=== SOURCE DOCUMENT ===
We have taken advantage of the constraints imposed by the marketplace to identify a single underlying preference scale along which both consumers and the products/services they want can be aligned.  Our client now knows which actions will give them a competitive edge and which will yield additional revenues.  Moreover, we have learned the location of all the respondents along the same continuum.  We can use this latent trait as we would any other individual difference measure, for example, we can track changes over time or enter it as a variable in a regression equation.

Monday, April 8, 2013

Halo Effects vs. Intention-Laden Ratings: Separating Baby and Bathwater

Are halo effects real or illusory?  Much has been written arguing that rating scales contain extensive amounts of measurement bias.  Some tell us to avoid ratings altogether (What do customers really want?).  Others warn against the use of ratings scales without major adjustments (e.g., overcoming scale usage heterogeneity with the R package bayesm).  Obviously, by including the baby and bathwater idiom, I believe that there may be something "real" in those halo effects - real in the sense that a tendency to rate all the items higher or all the items lower may tells us much about one's intentions toward the entity being rated.
=== MATERIAL ===
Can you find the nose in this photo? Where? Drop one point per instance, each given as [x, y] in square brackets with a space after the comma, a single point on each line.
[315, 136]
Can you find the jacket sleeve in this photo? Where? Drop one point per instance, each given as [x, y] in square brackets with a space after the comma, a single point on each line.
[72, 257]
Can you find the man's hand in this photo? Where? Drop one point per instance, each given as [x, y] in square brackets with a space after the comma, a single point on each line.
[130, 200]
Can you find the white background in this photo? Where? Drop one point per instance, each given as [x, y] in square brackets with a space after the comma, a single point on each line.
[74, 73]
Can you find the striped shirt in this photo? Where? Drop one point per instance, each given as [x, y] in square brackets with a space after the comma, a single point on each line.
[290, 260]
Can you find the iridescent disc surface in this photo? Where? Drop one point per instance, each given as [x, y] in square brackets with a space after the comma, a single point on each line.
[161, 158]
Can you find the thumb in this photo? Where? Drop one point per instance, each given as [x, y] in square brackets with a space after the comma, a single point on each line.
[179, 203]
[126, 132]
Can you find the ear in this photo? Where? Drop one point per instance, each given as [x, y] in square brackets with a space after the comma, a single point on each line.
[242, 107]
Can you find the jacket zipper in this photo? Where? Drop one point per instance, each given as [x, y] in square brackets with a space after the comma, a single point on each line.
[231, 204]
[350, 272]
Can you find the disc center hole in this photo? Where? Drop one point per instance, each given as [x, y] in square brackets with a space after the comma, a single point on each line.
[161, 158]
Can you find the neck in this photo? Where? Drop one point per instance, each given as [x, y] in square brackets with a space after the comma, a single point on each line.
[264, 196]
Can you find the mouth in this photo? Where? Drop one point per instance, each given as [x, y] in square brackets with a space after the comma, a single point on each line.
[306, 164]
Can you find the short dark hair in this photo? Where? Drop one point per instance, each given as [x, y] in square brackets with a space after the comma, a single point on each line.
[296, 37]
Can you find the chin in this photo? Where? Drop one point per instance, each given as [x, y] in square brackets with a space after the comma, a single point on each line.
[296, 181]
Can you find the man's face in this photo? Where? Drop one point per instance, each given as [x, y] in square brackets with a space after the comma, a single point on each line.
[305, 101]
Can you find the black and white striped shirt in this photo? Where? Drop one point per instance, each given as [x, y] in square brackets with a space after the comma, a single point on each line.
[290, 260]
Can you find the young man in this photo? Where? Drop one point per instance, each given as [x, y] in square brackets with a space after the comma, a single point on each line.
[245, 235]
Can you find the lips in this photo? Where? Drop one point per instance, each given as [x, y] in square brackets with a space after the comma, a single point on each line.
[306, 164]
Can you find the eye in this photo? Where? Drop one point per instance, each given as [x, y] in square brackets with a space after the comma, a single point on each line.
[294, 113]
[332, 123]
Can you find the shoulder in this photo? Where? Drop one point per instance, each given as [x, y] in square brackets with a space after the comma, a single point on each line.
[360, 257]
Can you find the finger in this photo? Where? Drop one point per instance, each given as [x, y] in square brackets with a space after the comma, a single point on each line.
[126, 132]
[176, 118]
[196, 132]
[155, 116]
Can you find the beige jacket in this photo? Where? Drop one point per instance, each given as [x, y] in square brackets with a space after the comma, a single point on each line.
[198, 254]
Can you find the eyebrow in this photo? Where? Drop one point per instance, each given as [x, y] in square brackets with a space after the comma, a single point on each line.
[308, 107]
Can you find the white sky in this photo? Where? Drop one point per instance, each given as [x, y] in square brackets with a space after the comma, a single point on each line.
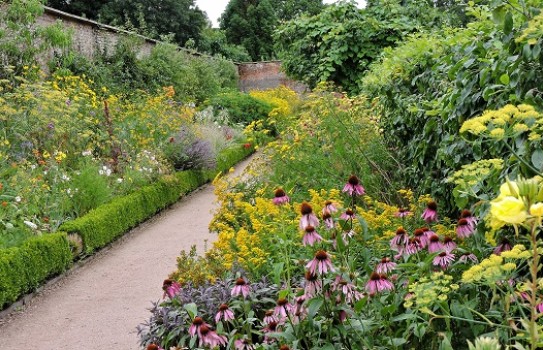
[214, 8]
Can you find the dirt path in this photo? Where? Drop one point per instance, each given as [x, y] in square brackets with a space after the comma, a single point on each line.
===
=== MATERIAL ===
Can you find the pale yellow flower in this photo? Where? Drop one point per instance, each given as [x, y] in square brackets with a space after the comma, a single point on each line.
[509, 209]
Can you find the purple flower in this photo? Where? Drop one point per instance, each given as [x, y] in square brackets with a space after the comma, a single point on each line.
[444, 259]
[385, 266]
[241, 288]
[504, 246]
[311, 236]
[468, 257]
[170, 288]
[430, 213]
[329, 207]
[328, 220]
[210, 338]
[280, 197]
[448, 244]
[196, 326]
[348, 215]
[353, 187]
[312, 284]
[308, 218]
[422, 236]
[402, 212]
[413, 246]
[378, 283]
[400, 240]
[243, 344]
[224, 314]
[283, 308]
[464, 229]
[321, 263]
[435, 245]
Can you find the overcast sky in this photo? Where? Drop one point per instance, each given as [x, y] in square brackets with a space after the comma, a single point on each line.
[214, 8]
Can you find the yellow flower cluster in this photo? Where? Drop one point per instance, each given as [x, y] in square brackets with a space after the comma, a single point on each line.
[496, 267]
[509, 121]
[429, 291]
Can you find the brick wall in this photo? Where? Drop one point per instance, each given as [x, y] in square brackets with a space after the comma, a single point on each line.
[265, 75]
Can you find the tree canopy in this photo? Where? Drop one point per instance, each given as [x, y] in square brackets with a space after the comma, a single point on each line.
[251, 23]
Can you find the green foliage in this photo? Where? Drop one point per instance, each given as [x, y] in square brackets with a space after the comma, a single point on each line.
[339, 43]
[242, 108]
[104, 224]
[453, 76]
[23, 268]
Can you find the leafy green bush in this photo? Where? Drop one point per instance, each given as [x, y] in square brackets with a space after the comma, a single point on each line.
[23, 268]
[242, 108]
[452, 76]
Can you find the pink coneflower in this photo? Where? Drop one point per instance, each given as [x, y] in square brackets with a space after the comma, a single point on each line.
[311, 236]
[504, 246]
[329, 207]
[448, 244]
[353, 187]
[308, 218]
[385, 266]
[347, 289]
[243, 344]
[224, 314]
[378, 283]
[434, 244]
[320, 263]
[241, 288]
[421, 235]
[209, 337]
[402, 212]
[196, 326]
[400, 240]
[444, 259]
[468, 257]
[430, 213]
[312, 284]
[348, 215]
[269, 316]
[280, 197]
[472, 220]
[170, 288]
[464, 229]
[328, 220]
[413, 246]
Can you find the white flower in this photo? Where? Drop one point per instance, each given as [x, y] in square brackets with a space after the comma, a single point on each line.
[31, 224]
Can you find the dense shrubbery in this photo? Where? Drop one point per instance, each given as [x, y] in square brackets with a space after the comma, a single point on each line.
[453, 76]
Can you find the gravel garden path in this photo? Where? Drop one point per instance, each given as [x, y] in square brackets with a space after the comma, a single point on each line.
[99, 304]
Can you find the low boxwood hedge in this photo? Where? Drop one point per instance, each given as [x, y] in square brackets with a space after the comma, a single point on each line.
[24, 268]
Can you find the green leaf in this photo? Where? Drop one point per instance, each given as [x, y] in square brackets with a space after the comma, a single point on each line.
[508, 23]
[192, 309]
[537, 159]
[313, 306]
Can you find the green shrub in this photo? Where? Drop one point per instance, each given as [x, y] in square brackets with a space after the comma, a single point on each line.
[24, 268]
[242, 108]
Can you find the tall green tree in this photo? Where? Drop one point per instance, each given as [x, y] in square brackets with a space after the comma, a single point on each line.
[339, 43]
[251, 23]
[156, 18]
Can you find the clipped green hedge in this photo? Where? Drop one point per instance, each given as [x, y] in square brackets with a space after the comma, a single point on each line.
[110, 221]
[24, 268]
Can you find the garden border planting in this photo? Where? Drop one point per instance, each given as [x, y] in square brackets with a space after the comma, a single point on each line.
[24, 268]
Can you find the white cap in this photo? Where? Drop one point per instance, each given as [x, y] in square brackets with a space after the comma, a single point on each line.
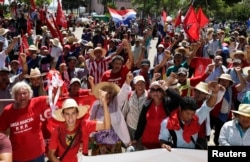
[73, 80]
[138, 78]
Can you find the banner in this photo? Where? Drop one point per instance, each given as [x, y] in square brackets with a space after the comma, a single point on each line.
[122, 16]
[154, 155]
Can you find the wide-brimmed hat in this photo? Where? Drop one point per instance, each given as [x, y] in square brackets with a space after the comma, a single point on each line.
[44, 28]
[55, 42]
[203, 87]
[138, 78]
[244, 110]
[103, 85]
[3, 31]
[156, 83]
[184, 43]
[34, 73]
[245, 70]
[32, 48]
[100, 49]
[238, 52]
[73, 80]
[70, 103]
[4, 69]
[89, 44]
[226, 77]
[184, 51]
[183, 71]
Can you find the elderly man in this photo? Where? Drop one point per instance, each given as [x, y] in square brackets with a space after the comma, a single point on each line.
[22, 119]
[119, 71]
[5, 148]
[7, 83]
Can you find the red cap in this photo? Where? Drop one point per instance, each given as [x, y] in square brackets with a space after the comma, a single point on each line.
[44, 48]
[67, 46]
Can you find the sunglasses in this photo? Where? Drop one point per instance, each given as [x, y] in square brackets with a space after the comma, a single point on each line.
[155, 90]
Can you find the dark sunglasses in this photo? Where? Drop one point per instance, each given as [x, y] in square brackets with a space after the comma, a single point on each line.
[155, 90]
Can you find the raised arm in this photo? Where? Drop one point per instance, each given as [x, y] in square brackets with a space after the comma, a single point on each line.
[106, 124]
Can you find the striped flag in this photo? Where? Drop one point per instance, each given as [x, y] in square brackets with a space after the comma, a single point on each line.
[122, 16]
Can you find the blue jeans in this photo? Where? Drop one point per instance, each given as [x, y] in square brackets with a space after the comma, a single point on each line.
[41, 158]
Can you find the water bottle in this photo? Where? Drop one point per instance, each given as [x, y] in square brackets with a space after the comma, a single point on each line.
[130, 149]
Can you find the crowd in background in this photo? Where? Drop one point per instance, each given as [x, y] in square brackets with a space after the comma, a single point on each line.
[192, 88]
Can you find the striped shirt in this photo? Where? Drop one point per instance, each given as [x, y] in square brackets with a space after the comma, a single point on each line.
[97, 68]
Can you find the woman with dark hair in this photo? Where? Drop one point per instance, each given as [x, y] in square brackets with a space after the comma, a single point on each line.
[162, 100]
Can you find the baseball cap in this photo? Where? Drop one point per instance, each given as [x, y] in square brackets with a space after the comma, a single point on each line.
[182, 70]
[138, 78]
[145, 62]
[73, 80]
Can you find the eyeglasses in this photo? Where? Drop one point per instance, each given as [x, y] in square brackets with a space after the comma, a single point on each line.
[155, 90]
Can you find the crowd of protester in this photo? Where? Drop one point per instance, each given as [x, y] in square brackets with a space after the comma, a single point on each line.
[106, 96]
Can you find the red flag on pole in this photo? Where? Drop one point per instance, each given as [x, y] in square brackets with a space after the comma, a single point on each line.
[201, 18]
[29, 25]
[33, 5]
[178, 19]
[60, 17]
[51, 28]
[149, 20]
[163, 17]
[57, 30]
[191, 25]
===
=== MATERIAL ===
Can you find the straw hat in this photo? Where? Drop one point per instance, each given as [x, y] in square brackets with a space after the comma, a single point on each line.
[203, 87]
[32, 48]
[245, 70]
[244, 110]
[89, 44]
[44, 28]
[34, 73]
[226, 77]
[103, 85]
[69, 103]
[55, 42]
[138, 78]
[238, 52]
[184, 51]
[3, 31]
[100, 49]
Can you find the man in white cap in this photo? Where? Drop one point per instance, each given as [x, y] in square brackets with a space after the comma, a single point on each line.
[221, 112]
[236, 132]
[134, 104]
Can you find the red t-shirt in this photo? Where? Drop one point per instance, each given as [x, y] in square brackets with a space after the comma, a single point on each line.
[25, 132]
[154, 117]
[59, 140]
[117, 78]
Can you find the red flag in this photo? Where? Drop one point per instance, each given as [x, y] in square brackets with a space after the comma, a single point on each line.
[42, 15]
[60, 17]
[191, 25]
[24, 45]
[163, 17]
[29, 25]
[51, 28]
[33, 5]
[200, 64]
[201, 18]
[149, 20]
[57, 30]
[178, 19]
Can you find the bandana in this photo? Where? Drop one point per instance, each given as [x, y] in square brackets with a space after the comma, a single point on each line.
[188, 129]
===
◆ **ACTIONS TO TAKE**
#1 From the rating scales text, extract everything from "Monday, April 8, 2013" down to "entity being rated.".
#2 Condense the paragraph of the halo effects post that begins "Are halo effects real or illusory?" into a short bulleted list that keeps its main points.
#3 Continue the post on halo effects and intention-laden ratings from the point where it stops.

◆ **RESPONSES BY TASK**
#1
Monday, April 8, 2013

Halo Effects vs. Intention-Laden Ratings: Separating Baby and Bathwater

Are halo effects real or illusory?  Much has been written arguing that rating scales contain extensive amounts of measurement bias.  Some tell us to avoid ratings altogether (What do customers really want?).  Others warn against the use of ratings scales without major adjustments (e.g., overcoming scale usage heterogeneity with the R package bayesm).  Obviously, by including the baby and bathwater idiom, I believe that there may be something "real" in those halo effects - real in the sense that a tendency to rate all the items higher or all the items lower may tells us much about one's intentions toward the entity being rated.

#2
- The paragraph asks whether halo effects are real or illusory.
- Much has been written claiming that rating scales contain extensive measurement bias.
- Some advise avoiding ratings altogether (What do customers really want?).
- Others warn against using rating scales without major adjustments, such as overcoming scale usage heterogeneity with the R package bayesm.
- The writer believes halo effects may hold something real: a tendency to rate all items higher or all lower may reveal much about one's intentions toward the entity being rated.

#3
A Concept from Performance Appraisal

The concept of a halo effect flows from a dualism inherent in some theories of human perception.  There is a world independent of the observer, and there are reports about that world from human informants.  It is not an accident that the first use of the term "halo effect" came from human resources.  Personnel decisions are supposedly based on merit.  An employee's performance is satisfactory or it is not.  We do not collect supervisor ratings because we care about the feelings of the supervisor.  The supervisor is merely the measuring instrument, and in such cases, halo effects seem to be a form of measurement bias.  To be clear, halo effects are only bias when the informant is the measurement instrument and nothing more.  If we cared about the feelings of our observers, then removing the "halo effect" would constitute throwing the baby out with the bathwater.

Why Intention-Laden Ratings?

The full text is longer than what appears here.